Items listed in a dataset:
---
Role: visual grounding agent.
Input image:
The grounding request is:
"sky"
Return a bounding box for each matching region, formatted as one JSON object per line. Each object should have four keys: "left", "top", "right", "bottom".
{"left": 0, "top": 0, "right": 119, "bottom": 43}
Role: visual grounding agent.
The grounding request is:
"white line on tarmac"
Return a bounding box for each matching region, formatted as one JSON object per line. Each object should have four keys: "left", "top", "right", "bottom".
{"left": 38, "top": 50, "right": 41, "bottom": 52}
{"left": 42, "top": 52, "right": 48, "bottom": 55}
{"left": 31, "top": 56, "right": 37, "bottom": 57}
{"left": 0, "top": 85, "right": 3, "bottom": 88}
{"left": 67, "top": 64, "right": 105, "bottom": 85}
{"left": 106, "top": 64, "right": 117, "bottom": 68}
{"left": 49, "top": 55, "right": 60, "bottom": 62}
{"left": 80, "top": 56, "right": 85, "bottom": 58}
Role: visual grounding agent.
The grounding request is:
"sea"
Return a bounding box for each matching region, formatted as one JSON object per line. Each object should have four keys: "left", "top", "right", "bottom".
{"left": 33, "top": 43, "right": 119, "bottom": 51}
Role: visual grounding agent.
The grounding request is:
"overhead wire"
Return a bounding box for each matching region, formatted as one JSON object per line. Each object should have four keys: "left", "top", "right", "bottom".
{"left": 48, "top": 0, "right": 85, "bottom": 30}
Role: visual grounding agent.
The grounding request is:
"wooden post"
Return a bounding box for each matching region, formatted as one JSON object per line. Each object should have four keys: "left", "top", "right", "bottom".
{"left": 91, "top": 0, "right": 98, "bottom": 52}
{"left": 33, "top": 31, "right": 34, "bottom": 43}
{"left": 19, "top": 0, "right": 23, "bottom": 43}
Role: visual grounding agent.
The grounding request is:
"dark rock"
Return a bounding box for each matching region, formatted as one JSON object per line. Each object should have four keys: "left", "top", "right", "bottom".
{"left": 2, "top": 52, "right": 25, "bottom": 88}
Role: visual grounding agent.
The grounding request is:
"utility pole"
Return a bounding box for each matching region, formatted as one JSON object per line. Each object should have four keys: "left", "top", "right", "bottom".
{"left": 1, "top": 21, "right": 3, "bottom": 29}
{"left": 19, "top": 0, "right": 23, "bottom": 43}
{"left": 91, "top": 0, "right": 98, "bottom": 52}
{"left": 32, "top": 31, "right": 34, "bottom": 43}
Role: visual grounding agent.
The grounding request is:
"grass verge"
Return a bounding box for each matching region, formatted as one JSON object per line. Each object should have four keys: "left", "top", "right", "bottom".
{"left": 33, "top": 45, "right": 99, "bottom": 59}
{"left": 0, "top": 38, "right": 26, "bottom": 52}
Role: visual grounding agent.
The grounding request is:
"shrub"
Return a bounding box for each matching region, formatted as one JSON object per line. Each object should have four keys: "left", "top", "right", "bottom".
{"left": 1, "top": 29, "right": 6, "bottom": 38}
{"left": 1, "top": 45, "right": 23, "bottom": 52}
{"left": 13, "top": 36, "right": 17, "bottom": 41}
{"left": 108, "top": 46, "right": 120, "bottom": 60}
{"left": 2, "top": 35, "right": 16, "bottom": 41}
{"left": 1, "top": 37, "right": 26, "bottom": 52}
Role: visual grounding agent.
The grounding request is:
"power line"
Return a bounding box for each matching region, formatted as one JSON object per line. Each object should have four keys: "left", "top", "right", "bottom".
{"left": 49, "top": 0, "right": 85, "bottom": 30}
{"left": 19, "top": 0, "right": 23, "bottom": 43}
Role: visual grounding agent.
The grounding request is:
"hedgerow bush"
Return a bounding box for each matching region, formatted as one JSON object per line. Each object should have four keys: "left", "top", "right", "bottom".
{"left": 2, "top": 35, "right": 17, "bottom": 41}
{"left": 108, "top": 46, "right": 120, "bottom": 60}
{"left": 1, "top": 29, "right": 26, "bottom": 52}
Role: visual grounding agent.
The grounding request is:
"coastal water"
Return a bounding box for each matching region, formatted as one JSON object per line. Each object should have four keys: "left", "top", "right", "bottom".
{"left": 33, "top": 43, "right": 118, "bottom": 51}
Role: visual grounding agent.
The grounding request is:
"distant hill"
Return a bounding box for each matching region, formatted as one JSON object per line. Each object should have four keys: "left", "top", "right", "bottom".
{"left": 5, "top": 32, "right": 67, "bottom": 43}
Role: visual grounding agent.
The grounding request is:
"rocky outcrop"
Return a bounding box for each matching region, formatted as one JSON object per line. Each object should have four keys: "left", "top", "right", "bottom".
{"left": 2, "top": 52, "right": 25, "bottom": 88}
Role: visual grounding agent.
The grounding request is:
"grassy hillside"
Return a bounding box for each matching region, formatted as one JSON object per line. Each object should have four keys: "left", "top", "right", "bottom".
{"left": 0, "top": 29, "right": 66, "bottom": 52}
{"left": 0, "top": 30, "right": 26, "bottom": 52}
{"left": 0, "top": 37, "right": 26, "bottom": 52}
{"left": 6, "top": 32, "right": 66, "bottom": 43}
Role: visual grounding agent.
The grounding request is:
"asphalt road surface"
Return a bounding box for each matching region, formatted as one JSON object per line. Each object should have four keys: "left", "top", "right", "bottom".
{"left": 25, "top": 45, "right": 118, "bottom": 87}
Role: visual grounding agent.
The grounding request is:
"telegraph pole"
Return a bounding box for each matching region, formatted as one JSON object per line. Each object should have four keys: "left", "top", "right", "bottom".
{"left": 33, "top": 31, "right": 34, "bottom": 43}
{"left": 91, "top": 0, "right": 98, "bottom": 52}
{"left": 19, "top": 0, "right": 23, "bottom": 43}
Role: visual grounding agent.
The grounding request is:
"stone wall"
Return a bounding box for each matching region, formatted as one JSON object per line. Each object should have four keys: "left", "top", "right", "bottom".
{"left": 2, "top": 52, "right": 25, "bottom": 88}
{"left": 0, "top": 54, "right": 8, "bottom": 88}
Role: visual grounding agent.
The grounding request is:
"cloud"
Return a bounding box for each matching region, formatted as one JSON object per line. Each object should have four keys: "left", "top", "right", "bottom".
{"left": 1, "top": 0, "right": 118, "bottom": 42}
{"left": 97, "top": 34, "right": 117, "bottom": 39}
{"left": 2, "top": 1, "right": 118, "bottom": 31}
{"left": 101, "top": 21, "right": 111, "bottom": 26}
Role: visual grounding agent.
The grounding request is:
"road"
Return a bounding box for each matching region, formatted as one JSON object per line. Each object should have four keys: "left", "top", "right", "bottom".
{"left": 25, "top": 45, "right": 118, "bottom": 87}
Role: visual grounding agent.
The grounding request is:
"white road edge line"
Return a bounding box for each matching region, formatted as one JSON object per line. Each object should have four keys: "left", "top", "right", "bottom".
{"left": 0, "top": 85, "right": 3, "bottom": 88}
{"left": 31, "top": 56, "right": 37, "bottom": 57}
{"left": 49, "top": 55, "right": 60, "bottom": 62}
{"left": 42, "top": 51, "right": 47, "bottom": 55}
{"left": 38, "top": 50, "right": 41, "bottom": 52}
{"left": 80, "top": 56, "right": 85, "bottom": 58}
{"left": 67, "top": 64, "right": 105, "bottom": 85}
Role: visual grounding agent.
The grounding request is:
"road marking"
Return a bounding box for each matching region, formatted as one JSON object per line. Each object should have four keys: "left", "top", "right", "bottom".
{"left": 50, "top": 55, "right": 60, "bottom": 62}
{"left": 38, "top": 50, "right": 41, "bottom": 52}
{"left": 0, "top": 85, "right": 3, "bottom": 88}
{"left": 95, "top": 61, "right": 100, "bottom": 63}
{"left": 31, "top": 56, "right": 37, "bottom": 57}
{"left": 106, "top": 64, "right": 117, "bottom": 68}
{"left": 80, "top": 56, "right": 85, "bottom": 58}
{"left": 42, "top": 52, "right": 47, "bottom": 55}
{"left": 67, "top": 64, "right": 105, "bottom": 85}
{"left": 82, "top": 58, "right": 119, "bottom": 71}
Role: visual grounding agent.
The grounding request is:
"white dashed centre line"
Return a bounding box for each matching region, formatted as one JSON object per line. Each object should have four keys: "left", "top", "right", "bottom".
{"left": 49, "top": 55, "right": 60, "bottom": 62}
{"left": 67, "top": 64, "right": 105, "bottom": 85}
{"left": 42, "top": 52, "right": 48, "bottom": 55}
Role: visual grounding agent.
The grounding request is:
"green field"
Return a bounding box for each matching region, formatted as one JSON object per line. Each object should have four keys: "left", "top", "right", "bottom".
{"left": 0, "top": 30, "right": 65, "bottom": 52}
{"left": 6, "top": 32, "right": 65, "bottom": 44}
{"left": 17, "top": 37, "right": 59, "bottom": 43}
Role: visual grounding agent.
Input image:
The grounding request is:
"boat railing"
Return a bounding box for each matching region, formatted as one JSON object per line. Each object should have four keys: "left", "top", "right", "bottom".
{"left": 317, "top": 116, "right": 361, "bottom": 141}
---
Work to be completed
Write out each line above that contains the word "road".

Output of the task
"asphalt road surface"
"road"
"white road edge line"
"road marking"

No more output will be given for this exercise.